═════ Source text ═════

The fibre plot thickens… but still no help for 5G?

Last week Vodafone and City Fibre announced they are prepared to invest in Fibre to the Premise (FTTP) in direct competition with Openreach – £500m is mentioned for 1M homes passed by 2021 with an option to build out 4M more homes by 2025.

This is great news.  There’s nothing like competition to focus minds, actually better than regulation in my view.

Back in the summer, Openreach responded to FTTP pressure with industry consultation. Last month, they shared some of the results in which they called for industry collaboration, financial help and a relaxation of rules by Ofcom.

This week Mike McTighe, Openreach’s Chairman, said“We will be publishing Openreach’s response to that consultation before Christmas, and in that we will put out a very clear hypothesis on what it takes to build ten million FTTP ports in the UKWe need a regulatory environment that moves away from lower pricing to encourage investment in the network.”

Later in his speech, he also said “we need to be able to switch off the copper network. The economics don’t make any sense if we keep the copper network running at the same time as we overbuild with a fibre network.”

But we also hear Openreach wants to increase the wholesale price of its broadband services for all customers by £7 per month to fund this rollout.  This comes at a time when Ofcom is pressing in the opposite direction and asking Openreach to reduce FTTC prices.

CP’s don’t believe their customers will pay more for the same speed anyway – even if it is provided on a better FTTP platform.  Why would you?


Fibre infrastructure is a scale business

…… and Openreach needs most of the homes ‘passed’ to upgrade to make their business casework.  It costs as much to pass one home in a street as it does for the whole street.

Openreach has also called for co-investment with CP’s. This seems to fall flat at the first hurdle as the CP would obviously want some form of exclusivity to justify their investment. This would crack open the wholesale model we have – even if Openreach’s equivalence obligations would permit this.

Vodafone was earmarked as a potential Openreach co-investor a few months back. Now they have decided to build with CityFibre instead.

Of course, Vodafone isn’t doing this for unselfish reasons. They have negotiated exclusive marketing rights during the construction phase of each city.


How does this help the UK to lead 5G globally?  

Well not much really, because this scheme is all about residential broadband.

The uncertainty over throughput and lack of guaranteed channels make Superfast Broadband problematic for 4G and 5G base station backhaul.

The commercial attraction is clear but the industry remains focused on dark fibre.

Naturally, Superfast Broadband is being built first in residential areas where customers live. These areas are important for mobile, but not as important as the critical dense urban areas where mobile customers – at work and play – are devouring the mobile capacity available now.

But there is a glimmer of hope from Vodafone.

═════ Material supplied ═════

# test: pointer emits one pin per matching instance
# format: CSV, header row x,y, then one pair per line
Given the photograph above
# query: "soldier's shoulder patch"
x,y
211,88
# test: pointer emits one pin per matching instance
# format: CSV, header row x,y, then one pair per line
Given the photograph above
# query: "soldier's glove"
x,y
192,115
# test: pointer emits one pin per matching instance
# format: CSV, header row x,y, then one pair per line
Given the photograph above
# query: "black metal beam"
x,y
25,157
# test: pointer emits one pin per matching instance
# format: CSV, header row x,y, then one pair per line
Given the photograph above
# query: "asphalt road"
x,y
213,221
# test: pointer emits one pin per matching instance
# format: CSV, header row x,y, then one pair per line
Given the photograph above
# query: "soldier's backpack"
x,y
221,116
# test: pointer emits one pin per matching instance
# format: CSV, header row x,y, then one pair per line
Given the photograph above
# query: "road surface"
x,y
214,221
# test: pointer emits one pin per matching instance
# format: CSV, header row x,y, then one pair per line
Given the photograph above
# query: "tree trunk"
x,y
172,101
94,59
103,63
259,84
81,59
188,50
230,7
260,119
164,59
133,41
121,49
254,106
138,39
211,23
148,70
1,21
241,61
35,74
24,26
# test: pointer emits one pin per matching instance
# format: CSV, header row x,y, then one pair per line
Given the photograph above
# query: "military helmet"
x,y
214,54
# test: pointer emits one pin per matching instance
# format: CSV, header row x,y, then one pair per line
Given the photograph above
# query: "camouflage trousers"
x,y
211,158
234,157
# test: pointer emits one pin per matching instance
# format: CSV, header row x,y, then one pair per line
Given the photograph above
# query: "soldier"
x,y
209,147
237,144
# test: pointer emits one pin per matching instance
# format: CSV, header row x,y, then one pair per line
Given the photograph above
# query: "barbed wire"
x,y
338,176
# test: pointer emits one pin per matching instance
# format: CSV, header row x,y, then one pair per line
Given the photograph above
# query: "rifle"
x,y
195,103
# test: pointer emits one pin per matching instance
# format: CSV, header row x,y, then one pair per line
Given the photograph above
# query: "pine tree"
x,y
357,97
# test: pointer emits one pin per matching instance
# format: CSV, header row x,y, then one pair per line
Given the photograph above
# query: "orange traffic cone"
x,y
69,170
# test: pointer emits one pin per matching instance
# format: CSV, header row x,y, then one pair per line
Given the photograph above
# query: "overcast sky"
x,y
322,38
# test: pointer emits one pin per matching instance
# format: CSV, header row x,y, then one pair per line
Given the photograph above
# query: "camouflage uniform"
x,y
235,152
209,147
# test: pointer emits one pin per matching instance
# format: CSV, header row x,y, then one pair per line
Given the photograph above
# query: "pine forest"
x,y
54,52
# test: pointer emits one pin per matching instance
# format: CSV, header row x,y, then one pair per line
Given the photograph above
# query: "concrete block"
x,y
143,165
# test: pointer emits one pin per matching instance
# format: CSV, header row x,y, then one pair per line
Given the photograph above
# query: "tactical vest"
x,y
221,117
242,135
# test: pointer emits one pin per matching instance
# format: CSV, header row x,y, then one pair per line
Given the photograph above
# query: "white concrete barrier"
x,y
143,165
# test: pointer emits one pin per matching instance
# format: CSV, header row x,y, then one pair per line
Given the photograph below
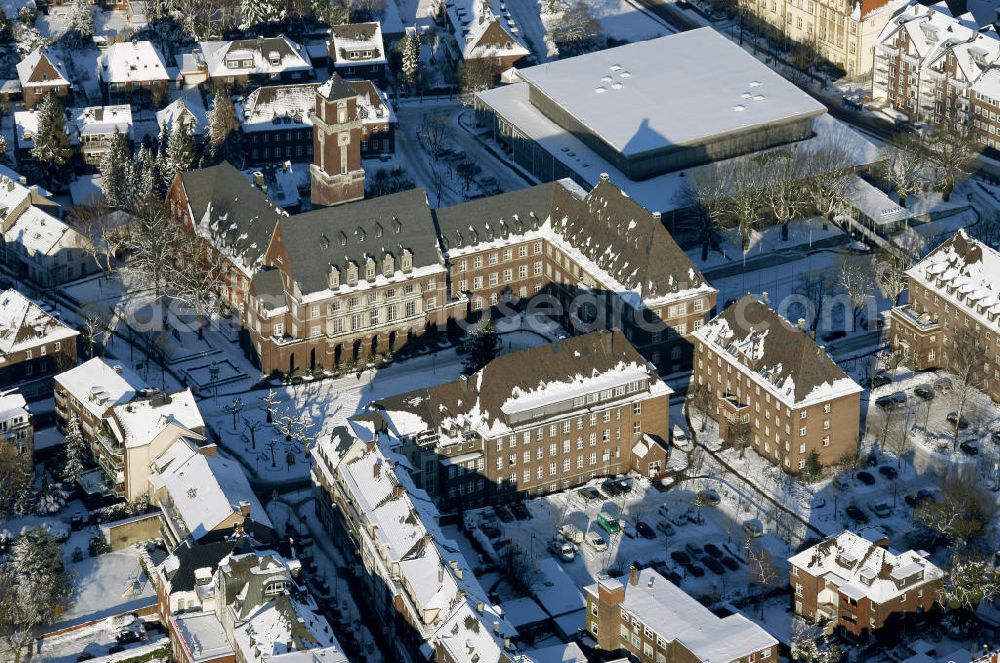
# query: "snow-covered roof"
x,y
520,385
24,325
101,120
485,29
861,568
776,354
630,100
965,272
137,422
132,62
206,490
357,43
38,69
100,385
242,57
676,617
187,108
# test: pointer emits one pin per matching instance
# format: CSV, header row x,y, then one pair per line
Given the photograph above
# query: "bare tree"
x,y
951,150
961,513
904,159
855,277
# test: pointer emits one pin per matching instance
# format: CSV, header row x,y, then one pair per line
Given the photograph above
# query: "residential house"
x,y
532,422
842,33
859,584
39,74
651,620
133,72
34,346
93,129
277,122
126,425
16,427
204,497
422,592
951,318
486,32
356,51
773,389
938,68
243,63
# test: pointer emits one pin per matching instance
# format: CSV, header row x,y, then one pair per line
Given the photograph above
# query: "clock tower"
x,y
336,173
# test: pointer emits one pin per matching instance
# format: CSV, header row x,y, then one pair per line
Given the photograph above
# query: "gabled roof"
x,y
494,218
37,68
353,232
625,240
785,356
237,217
24,325
132,62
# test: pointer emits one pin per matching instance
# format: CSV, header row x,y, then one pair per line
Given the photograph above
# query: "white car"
x,y
597,542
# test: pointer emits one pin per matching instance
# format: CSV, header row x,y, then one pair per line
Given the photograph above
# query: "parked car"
x,y
854,513
713,565
571,533
753,527
866,478
942,385
503,514
969,448
882,509
889,472
562,549
597,542
609,523
708,497
955,420
611,488
520,511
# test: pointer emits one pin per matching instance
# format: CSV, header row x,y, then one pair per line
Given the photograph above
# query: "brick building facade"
x,y
770,379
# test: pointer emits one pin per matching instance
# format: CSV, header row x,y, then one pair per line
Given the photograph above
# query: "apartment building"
x,y
532,422
34,346
842,32
126,425
856,581
937,68
951,318
424,598
16,428
771,376
651,620
39,74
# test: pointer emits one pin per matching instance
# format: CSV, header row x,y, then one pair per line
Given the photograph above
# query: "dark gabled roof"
x,y
772,347
623,238
494,217
524,371
352,232
242,217
192,556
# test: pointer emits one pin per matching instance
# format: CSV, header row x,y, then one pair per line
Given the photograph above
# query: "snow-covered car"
x,y
597,542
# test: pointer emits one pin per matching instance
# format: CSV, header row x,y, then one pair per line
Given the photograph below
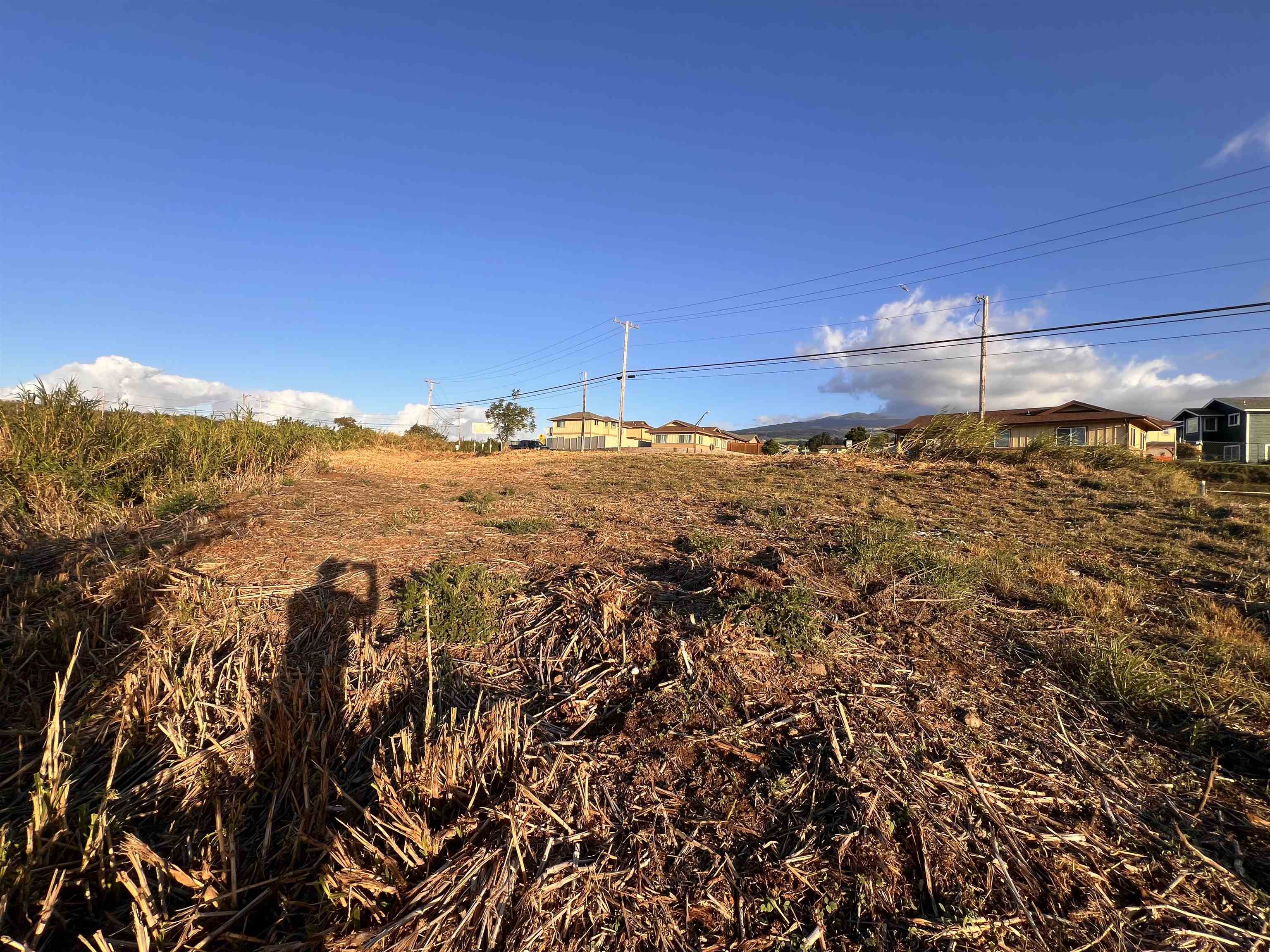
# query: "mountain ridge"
x,y
835,426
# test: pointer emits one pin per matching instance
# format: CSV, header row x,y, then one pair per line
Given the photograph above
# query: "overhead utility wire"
x,y
909,276
756,361
540,362
586,331
955,307
999,336
953,248
974,357
854,271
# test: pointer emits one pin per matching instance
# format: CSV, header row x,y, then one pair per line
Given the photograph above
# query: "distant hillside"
x,y
833,426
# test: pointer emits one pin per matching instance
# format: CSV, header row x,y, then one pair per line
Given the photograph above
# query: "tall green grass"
x,y
67,462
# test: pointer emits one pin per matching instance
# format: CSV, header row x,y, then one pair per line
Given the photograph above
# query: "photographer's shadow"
x,y
300,737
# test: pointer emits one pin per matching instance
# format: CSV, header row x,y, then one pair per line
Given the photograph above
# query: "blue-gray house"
x,y
1236,429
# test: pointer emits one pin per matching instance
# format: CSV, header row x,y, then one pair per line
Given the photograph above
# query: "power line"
x,y
953,248
967,342
515,362
893,348
955,307
999,336
792,300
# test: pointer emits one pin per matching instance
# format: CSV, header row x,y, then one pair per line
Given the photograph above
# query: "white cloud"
x,y
1256,136
773,419
1037,372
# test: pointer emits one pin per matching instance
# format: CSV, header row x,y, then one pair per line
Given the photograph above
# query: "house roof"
x,y
1242,403
578,417
1074,412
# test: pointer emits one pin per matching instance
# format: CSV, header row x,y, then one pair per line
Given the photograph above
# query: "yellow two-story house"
x,y
601,432
684,437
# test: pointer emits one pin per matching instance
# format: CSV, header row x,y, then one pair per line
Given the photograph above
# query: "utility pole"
x,y
582,443
984,353
428,418
621,400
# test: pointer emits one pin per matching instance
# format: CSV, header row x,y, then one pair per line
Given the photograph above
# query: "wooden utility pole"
x,y
582,443
621,400
984,353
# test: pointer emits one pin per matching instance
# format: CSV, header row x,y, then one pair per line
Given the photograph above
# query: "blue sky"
x,y
334,204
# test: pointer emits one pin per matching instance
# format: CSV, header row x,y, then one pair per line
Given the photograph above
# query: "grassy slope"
x,y
905,705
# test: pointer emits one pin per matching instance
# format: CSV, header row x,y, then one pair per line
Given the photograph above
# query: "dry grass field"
x,y
534,701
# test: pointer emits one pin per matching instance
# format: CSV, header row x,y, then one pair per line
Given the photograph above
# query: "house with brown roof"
x,y
601,432
686,437
1071,424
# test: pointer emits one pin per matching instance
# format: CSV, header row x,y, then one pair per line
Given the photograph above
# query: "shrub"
x,y
523,526
479,502
950,437
67,464
787,616
460,603
184,502
698,543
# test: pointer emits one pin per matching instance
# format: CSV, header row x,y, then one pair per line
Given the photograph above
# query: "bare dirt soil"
x,y
643,701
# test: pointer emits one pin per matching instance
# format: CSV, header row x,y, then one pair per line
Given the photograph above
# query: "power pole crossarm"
x,y
582,443
621,400
984,355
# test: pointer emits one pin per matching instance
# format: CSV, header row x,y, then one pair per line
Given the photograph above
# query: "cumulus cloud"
x,y
1037,372
773,419
1256,136
117,380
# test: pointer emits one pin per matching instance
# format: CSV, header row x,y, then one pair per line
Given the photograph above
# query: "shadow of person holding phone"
x,y
299,737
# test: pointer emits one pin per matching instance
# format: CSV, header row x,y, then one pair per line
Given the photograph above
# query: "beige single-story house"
x,y
567,432
635,433
691,438
1072,424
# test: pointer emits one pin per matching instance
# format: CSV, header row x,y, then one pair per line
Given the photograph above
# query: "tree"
x,y
426,433
507,417
819,440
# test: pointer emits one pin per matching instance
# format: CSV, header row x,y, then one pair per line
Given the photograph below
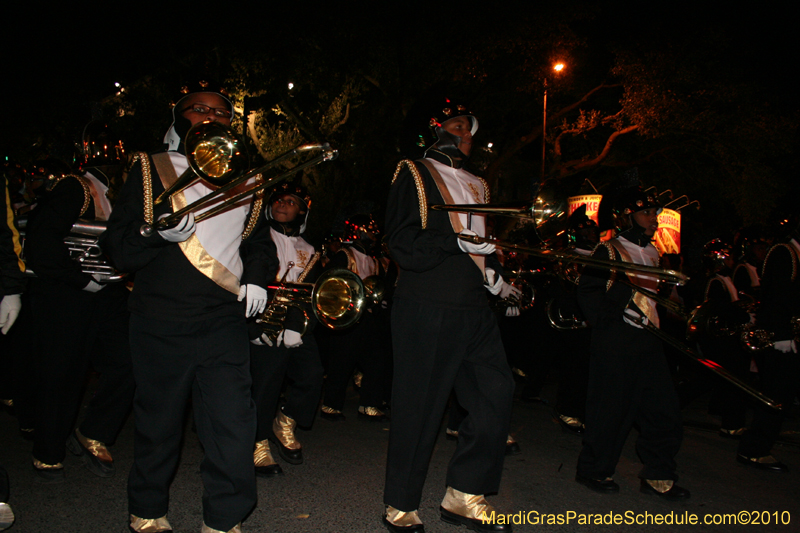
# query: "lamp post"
x,y
558,67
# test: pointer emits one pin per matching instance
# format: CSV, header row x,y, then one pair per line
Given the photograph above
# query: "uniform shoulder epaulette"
x,y
147,184
87,192
418,181
314,258
255,212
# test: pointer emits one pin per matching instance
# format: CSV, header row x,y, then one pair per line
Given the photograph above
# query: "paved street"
x,y
339,487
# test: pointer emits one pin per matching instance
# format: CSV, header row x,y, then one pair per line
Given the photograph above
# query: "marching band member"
x,y
89,321
361,344
11,268
779,366
188,329
291,353
444,333
574,359
629,382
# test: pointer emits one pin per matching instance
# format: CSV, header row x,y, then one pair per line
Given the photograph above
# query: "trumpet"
x,y
216,156
338,300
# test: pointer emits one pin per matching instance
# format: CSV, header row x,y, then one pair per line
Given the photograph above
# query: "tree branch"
x,y
571,167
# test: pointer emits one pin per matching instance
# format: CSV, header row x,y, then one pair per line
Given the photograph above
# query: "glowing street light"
x,y
557,68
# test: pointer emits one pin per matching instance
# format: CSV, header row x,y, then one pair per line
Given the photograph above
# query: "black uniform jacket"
x,y
433,269
166,284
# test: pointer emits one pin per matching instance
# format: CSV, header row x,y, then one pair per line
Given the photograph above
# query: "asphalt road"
x,y
339,487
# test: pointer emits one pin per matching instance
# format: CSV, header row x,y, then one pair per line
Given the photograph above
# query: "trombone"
x,y
667,276
215,156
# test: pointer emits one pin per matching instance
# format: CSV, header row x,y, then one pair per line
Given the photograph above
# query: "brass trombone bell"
x,y
216,155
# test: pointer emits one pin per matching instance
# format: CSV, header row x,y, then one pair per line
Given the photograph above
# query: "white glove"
x,y
291,339
256,299
9,310
635,319
483,248
94,286
181,232
786,346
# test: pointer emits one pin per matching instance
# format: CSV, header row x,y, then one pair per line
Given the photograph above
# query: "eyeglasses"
x,y
201,109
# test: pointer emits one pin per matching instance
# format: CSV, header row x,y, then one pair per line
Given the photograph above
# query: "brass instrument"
x,y
216,156
667,276
711,365
757,340
83,249
561,322
338,299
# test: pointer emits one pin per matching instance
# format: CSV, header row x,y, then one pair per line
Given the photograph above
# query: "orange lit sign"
x,y
668,236
592,202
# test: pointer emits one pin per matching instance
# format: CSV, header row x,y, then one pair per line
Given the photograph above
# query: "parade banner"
x,y
668,237
592,202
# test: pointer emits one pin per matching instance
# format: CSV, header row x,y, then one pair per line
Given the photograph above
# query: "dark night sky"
x,y
61,60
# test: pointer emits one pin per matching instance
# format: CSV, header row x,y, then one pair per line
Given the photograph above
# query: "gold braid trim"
x,y
485,190
87,192
612,255
423,204
792,254
147,184
255,212
311,263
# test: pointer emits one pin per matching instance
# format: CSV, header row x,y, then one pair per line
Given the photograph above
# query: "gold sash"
x,y
191,247
645,304
480,260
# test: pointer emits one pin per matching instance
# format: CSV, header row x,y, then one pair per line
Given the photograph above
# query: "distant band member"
x,y
629,382
444,333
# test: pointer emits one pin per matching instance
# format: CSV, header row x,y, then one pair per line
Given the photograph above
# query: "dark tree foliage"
x,y
685,102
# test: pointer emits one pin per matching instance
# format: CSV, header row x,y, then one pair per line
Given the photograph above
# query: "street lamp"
x,y
557,68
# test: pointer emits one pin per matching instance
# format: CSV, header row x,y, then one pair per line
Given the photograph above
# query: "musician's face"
x,y
460,127
285,208
648,219
201,107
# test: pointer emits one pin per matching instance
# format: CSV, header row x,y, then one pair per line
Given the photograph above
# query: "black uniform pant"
x,y
357,346
437,351
629,383
81,328
780,381
573,372
301,367
208,360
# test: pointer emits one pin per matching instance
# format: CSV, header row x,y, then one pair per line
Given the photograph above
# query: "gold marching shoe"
x,y
399,521
664,488
149,525
372,413
289,448
471,510
94,454
264,462
235,529
47,473
6,516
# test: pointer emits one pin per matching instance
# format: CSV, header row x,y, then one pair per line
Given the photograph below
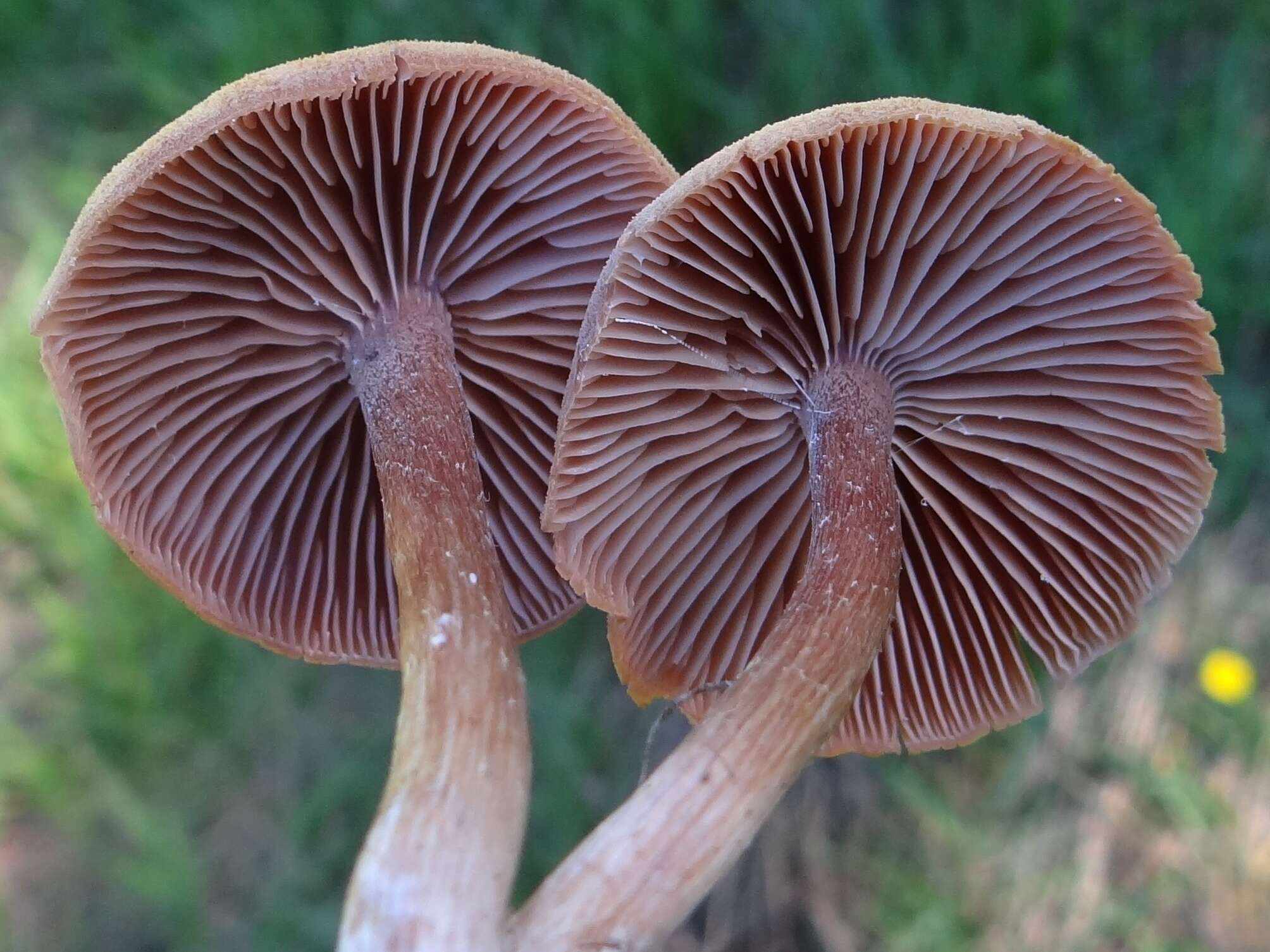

═════

▸ Directives
a. Using the broadband article, say yes or no to whether each statement agrees with it, quoting the words that decide it: (i) Vodafone and City Fibre mention £500m to pass 1M homes by 2021. (ii) Openreach wants to lower its wholesale broadband price by £7 per month. (iii) Vodafone has negotiated exclusive marketing rights during the construction phase of each city.
b. According to the broadband article, who is Openreach's Chairman?
c. Please print the passage of the broadband article starting at "Openreach has also" and ending at "of each city.".
Answer from the broadband article alone; the lines play no part.

▸ Solutions per task
a.
(i) Yes: "£500m is mentioned for 1M homes passed by 2021"
(ii) No: "Openreach wants to increase the wholesale price of its broadband services for all customers by £7 per month"
(iii) Yes: "They have negotiated exclusive marketing rights during the construction phase of each city."

b. Mike McTighe

c.
Openreach has also called for co-investment with CP’s. This seems to fall flat at the first hurdle as the CP would obviously want some form of exclusivity to justify their investment. This would crack open the wholesale model we have – even if Openreach’s equivalence obligations would permit this.

Vodafone was earmarked as a potential Openreach co-investor a few months back. Now they have decided to build with CityFibre instead.

Of course, Vodafone isn’t doing this for unselfish reasons. They have negotiated exclusive marketing rights during the construction phase of each city.